TEXTE EXTRAIT
* * *

S'achemine-t-on vers une "semaine noire" dans les trains de la SNCF au mois de mai, comme le promet Sud Rail? Les conditions sont en effet réunies pour un mouvement de grève assez dur puisque trois catégories de cheminots ont déposé des préavis pour la période du 6 au 10 mai, en plein dans les départs pour le pont du 8-Mai.

Et à quelques jours du début du mouvement, les négociations entre la direction et les organisations syndicales, avec Sud Rail en réalité, semblent bloquées.

• Qui se met en grève?

  • Les agents du matériel seront en grève 48h à partir du 6 mai
  • Les conducteurs (appelés ADC) seront en grève à partir du 7 mai
  • Les contrôleurs (appelés ASCT) ont déposé un préavis du 9 au 11 mai

• Quelles sont les revendications?

* * *

CONSIGNES
a) Recopiez le passage de l'extrait sur la grève à la SNCF qui va de "S'achemine-t-on vers une" jusqu'à "met en grève?", en remplaçant "Sud Rail" par "le syndicat".
b) Répondez à ces questions d'après l'extrait sur la grève à la SNCF.
(i) Quelle période couvrent les préavis déposés par trois catégories de cheminots ?
(ii) Combien de temps durera la grève des agents du matériel ?
(iii) Quel autre nom donne-t-on aux contrôleurs ?
c) Résumez l'extrait sur la grève à la SNCF en deux phrases.
Les lignes suivantes proviennent d'une autre source que l'extrait.

DONNÉES FOURNIES
* * *

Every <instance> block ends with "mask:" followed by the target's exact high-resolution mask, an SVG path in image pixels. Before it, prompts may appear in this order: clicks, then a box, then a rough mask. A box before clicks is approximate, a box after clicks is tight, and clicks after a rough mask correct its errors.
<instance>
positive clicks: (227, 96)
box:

* * *

RÉPONSES NUMÉROTÉES
a)
S'achemine-t-on vers une "semaine noire" dans les trains de la SNCF au mois de mai, comme le promet le syndicat? Les conditions sont en effet réunies pour un mouvement de grève assez dur puisque trois catégories de cheminots ont déposé des préavis pour la période du 6 au 10 mai, en plein dans les départs pour le pont du 8-Mai.

Et à quelques jours du début du mouvement, les négociations entre la direction et les organisations syndicales, avec le syndicat en réalité, semblent bloquées.

• Qui se met en grève?

b)
(i) Du 6 au 10 mai.
(ii) 48h, à partir du 6 mai.
(iii) ASCT.

c) Trois catégories de cheminots de la SNCF, à savoir les agents du matériel, les conducteurs et les contrôleurs, ont déposé des préavis de grève pour la période du 6 au 10 mai, en plein dans les départs pour le pont du 8-Mai. À quelques jours du début du mouvement, les négociations entre la direction et les organisations syndicales, en réalité avec Sud Rail, semblent bloquées.